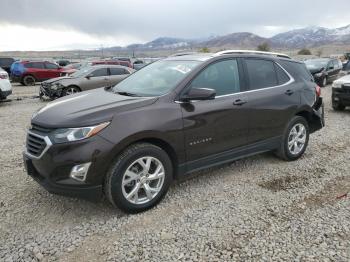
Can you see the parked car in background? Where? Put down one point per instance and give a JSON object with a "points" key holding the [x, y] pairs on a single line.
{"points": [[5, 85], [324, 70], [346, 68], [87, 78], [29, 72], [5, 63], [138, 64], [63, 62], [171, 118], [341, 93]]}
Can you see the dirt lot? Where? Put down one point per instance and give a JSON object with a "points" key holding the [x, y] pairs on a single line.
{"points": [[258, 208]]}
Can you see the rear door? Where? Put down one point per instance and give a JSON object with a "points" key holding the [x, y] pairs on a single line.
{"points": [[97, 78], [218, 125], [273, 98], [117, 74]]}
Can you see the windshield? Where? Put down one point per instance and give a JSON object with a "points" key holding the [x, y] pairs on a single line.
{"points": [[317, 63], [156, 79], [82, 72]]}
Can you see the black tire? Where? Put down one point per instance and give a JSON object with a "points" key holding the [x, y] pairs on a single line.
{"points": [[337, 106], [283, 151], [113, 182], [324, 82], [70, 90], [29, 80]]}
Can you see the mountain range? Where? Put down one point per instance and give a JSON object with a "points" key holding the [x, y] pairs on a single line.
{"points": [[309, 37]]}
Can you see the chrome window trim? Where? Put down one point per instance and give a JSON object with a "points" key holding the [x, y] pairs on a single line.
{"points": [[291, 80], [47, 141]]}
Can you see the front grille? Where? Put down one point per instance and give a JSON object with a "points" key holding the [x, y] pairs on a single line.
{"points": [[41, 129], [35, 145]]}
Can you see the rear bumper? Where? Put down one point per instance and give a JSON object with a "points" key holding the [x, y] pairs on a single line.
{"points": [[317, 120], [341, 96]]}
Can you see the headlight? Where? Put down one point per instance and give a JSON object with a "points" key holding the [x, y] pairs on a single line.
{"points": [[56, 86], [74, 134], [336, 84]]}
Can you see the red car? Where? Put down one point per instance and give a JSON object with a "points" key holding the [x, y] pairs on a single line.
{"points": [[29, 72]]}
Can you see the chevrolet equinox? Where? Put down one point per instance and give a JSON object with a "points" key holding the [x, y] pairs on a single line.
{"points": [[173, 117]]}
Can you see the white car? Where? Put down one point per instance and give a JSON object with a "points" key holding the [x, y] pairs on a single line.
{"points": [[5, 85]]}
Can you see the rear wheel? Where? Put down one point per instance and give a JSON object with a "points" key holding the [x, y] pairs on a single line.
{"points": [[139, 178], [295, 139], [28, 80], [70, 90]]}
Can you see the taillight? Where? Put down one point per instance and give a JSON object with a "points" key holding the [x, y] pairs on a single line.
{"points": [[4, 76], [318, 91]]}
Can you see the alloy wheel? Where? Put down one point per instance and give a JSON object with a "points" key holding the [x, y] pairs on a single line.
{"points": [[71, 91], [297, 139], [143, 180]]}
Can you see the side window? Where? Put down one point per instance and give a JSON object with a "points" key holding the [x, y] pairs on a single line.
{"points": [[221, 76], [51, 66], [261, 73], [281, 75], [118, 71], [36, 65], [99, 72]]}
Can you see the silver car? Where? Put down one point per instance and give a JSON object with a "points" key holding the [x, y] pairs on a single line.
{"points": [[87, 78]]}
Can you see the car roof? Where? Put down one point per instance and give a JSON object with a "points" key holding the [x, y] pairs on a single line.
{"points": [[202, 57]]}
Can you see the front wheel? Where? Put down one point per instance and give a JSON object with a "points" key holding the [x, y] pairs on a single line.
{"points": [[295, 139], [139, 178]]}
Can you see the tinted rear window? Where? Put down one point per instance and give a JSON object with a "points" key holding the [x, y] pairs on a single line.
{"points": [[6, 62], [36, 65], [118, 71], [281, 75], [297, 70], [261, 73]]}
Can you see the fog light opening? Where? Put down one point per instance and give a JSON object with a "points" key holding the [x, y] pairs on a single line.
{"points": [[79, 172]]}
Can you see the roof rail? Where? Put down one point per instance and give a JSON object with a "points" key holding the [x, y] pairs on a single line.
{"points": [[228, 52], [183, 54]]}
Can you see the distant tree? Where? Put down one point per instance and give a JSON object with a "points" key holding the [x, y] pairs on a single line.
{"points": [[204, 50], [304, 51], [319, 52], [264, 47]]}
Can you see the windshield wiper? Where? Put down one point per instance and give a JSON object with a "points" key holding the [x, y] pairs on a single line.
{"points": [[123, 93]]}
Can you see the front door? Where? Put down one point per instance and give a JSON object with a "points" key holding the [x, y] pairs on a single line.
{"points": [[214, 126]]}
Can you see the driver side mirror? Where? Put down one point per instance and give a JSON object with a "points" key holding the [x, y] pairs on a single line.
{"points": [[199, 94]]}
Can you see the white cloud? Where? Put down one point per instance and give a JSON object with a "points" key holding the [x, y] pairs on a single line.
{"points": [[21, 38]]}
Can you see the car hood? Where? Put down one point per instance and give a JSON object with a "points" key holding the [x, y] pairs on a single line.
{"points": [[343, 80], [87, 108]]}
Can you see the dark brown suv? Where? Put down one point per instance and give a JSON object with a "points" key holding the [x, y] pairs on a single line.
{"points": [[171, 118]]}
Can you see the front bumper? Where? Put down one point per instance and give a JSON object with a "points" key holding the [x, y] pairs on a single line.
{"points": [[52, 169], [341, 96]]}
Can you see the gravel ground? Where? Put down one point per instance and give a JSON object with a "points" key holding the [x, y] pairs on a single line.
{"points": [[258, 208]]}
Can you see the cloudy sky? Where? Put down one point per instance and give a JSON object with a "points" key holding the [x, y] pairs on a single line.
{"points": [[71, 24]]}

◆ **WRITTEN TASK**:
Make an exact copy of the records above, with the pictures left out.

◆ **COMPLETED EXERCISE**:
Can you see the parked car in background? Where? Put down one point per instance and give a JSON object with a "points" key holding the [x, y] pairs on a single line.
{"points": [[5, 85], [324, 70], [346, 68], [87, 78], [29, 72], [5, 63], [138, 64], [63, 62], [171, 118], [341, 93]]}
Can you see the dirt lot? Where? Put down one point per instance and give a JSON object with a "points" key holding the [x, y] pairs on a single line.
{"points": [[258, 208]]}
Can you see the rear door? Where? Put down one point per instance and give a JSON object with a "points" key holding the [x, y] pairs on a single line.
{"points": [[97, 78], [218, 125], [273, 98], [117, 74]]}
Can you see the windshield? Where? Put down one point per instance and give a JSON object with a "points" key holding the [x, y] pairs on a single line.
{"points": [[317, 63], [156, 79], [82, 72]]}
Can you see the black tire? Where? Put down one point per instance and give a JSON object with a "points" key holding the [x, y] pairs on a single line.
{"points": [[337, 106], [283, 151], [113, 182], [324, 82], [70, 90], [29, 80]]}
Can you see the mountain range? Where? Put down one point per instance and give a JSON object with a "points" key holding the [x, y] pairs on a single line.
{"points": [[309, 37]]}
Can you see the chrome window trim? Where? Put down one point per instance and give a JSON object with a "points" key holding the [x, y] pairs on a single line.
{"points": [[291, 80], [47, 141]]}
Can you see the front grille? Where? Put down one point per instance and give a JSON object with a "points" key holding the [x, y] pairs on a single line.
{"points": [[41, 129], [35, 145]]}
Can you see the rear bumper? Where? Put down one point per instance and give a JSON object with a "points" key holding the [x, y] pairs on a single line.
{"points": [[317, 120], [341, 96]]}
Can you see the headlight? Where? Put down one point per instance and give a JSON object with a "points" key holding the [x, y] pairs on a single line.
{"points": [[56, 86], [74, 134], [336, 84]]}
Can you see the red car? Where? Put down one point per instance and give a JSON object with a "points" key holding the [x, y] pairs on a single line.
{"points": [[29, 72]]}
Can you see the chevrolet equinox? Where? Put down one point per instance and give a JSON object with a "points" key holding the [x, y] pairs on a single line.
{"points": [[173, 117]]}
Can you see the white car? Where? Put down one point per instance and give a JSON object with a "points" key holding the [x, y] pairs on a single line.
{"points": [[5, 85]]}
Can you see the rear wheel? Where? Put down one point per instance and give a JSON object with a "points" key holding the [x, y] pairs on a single line.
{"points": [[139, 178], [295, 139], [28, 80], [70, 90]]}
Can you see the taillight? Where? Put down one point per instance and give a JSON object with a "points" key holding the [x, y] pairs on a single line.
{"points": [[4, 76], [318, 91]]}
Can you see the alloy wheel? Where? Put down one point per instance and give a JSON object with a "points" key holding the [x, y] pairs on a single line.
{"points": [[71, 91], [297, 139], [143, 180]]}
Can you see the side window? Where? Put down one point per instance and give a JSON object with a "points" key holding the [x, y] pairs on a single line.
{"points": [[221, 76], [51, 66], [261, 73], [281, 75], [118, 71], [36, 65], [99, 72]]}
Can you see the silver car? Where? Put down one point per instance and give a JSON object with a "points" key holding the [x, y] pairs on a single line.
{"points": [[87, 78]]}
Can you see the car roof? Where? Put down one point per instance and give a JSON object with a "points" key holding the [x, y] pairs on a single line.
{"points": [[202, 57]]}
Can you see the front wheel? Where? Put down one point per instance and give a JSON object with a "points" key holding the [x, y] pairs on a single line.
{"points": [[295, 139], [139, 178]]}
Can you see the tinted rear window? Where? Put down one point per instance and give a JSON object with a "points" key holding the [x, y] pairs on a single line.
{"points": [[6, 62], [36, 65], [118, 71], [281, 75], [297, 70], [261, 73]]}
Can you see the fog light opening? Where? Put down one point per instance and give a JSON object with a "points" key holding the [x, y] pairs on a single line.
{"points": [[79, 172]]}
Can you see the roof rail? Where? Put down one point per instance and give a JSON object with a "points" key holding the [x, y] pairs on a single line.
{"points": [[228, 52], [183, 54]]}
Can you see the distant tree? Where? Put down one point per instance and give a JSON object with a "points" key holding the [x, y] pairs on a single line.
{"points": [[204, 50], [304, 51], [319, 52], [264, 47]]}
Can you see the windshield wiper? Where? Put down one point per instance and give a JSON object with a "points" key holding the [x, y] pairs on a single line.
{"points": [[123, 93]]}
Can you see the front door? Where? Put down one point per instance and give a JSON object with a "points" key holding the [x, y] pairs on a single line.
{"points": [[214, 126]]}
Can you see the driver side mirror? Where? Put down one point per instance and give a JSON object with a "points" key holding the [x, y] pairs on a single line.
{"points": [[199, 94]]}
Can you see the white cloud? Where? Put down one point per instance and give a JSON object with a "points" key holding the [x, y] pairs on a single line.
{"points": [[21, 38]]}
Can you see the car hood? Where? Put down one point per instance and give a JSON object with a "points" key holding the [x, y] pairs on a single line.
{"points": [[343, 80], [87, 108]]}
Can you see the dark brown suv? Where? Put down one point per instance and give a JSON object with a "points" key holding the [x, y] pairs on a single line.
{"points": [[171, 118]]}
Can you see the front bumper? Where? Put down one point per instance and give a JSON object with a "points" key holding the [x, y] pairs on a single line.
{"points": [[52, 169], [341, 96]]}
Can you see the gravel ground? Where? Put down one point per instance and give a JSON object with a "points" key holding the [x, y] pairs on a single line.
{"points": [[258, 208]]}
Can you see the cloudy sky? Where? Put down one point per instance and give a JSON object with a "points" key holding the [x, y] pairs on a single line.
{"points": [[71, 24]]}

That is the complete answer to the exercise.